— Task goal —
Rewrite the data below from the line containing "Put a point on the gold pendant, one" through the end, inclusive, with "swoosh" changed to "logo" and nothing else altered.
=====
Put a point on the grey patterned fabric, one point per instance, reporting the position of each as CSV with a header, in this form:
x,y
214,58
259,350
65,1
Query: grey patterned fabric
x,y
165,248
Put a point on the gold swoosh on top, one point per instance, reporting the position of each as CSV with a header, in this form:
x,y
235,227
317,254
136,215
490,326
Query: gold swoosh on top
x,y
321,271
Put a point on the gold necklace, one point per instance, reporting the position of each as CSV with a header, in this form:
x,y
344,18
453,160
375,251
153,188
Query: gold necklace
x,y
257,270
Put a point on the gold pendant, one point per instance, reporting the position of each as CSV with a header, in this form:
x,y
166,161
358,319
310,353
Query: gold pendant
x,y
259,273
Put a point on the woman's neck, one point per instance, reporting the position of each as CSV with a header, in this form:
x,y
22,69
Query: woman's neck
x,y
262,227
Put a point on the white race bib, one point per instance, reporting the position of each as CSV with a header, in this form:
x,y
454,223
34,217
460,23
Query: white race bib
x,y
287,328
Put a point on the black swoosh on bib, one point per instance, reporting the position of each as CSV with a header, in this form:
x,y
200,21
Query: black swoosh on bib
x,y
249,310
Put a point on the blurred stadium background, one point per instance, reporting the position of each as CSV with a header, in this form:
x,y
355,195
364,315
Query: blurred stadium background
=====
— Completed exercise —
Put a point on the gold pendant, one point per instance, reporting the position of each as CSV with a header, in this form:
x,y
166,161
358,319
310,353
Query: gold pendant
x,y
259,273
Put a point on the woman's neck, one point per instance, reporting the position of each as CSV with a header, in this form:
x,y
22,69
Query: woman's neck
x,y
262,227
Put a point on the white race bib, one point per instance, reporting the position of each as CSV with a header, in this form:
x,y
454,223
34,217
460,23
Query: white race bib
x,y
287,328
Put a point on the black logo on bib, one point per instance, reporting the position of each as CSV with a header, in this form:
x,y
200,21
Query: black logo on bib
x,y
249,310
Put a point on the blurred stadium background, one point per instance, reporting the position of each as CSV with a header, in this form:
x,y
355,195
364,315
Query: blurred stadium background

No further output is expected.